● **Aim**
Reproduce verbatim the lines of the items beginning at the line containing "mark the cow leg | one pin per instance." and continuing through the final line of the items, inclusive.
==*==
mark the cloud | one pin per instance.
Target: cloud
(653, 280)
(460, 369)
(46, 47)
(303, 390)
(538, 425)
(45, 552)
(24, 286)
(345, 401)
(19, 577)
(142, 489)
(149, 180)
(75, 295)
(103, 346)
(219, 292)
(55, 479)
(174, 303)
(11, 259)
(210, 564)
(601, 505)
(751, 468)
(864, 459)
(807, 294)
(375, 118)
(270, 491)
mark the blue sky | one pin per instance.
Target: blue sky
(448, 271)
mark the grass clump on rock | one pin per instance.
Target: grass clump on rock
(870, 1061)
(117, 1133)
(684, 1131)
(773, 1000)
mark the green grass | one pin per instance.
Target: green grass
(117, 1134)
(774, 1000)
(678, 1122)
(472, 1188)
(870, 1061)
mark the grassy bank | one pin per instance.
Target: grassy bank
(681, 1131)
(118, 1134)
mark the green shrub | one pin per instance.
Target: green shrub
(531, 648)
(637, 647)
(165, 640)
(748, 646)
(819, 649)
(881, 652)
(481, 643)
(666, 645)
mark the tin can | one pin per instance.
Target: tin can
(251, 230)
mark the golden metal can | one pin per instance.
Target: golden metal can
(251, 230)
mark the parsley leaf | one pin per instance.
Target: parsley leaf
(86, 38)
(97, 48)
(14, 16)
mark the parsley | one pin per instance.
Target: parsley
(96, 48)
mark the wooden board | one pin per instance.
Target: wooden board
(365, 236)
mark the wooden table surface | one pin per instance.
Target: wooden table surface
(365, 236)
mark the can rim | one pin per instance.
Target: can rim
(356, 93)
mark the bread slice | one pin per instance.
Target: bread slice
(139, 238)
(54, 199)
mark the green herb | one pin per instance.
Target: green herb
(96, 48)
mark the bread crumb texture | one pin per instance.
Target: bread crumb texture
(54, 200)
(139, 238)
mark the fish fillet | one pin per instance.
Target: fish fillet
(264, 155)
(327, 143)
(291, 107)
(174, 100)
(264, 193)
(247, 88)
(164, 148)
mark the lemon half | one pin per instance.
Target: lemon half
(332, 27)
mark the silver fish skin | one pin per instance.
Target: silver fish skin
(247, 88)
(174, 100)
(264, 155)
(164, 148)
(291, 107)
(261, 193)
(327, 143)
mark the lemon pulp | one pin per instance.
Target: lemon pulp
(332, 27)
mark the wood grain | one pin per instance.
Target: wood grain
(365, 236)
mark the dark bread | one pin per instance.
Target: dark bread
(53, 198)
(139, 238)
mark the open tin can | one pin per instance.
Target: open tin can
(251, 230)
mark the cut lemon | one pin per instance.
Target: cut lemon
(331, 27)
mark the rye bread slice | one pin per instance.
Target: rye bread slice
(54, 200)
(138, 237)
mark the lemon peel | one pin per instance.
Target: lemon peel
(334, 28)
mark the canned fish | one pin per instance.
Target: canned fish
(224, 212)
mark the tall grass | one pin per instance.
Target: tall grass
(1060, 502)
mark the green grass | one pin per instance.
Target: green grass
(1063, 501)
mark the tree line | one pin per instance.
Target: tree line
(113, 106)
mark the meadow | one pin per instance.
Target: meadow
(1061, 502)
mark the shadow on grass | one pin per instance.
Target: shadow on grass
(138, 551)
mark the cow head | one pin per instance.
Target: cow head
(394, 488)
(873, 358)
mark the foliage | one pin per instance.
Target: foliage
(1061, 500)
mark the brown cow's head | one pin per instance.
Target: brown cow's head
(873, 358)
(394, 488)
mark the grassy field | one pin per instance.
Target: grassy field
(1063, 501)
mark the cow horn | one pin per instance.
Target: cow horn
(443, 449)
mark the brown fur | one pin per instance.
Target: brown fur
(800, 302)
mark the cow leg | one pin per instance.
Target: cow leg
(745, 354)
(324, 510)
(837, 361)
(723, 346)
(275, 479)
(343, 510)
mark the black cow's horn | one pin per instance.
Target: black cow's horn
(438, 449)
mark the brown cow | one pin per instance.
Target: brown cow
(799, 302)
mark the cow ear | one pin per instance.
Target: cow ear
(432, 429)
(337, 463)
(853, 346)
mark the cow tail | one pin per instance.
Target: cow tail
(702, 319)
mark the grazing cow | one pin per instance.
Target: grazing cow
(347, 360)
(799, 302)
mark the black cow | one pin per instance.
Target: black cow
==*==
● **In response**
mark the cow leg | one pin per instance.
Target: cow leg
(745, 354)
(324, 510)
(837, 361)
(723, 346)
(275, 479)
(343, 510)
mark the black cow's horn | one pin per instance.
Target: black cow's horn
(438, 449)
mark the brown cow | one pin per instance.
Target: brown cow
(799, 302)
mark the cow ear | one pin per instance.
Target: cow ear
(432, 429)
(337, 463)
(853, 346)
mark the cow tail | one pin per instance.
Target: cow tail
(702, 319)
mark the grazing cow | one pin per instance.
Target: grazing cow
(347, 360)
(799, 302)
mark the black cow | one pin per instance.
Target: black cow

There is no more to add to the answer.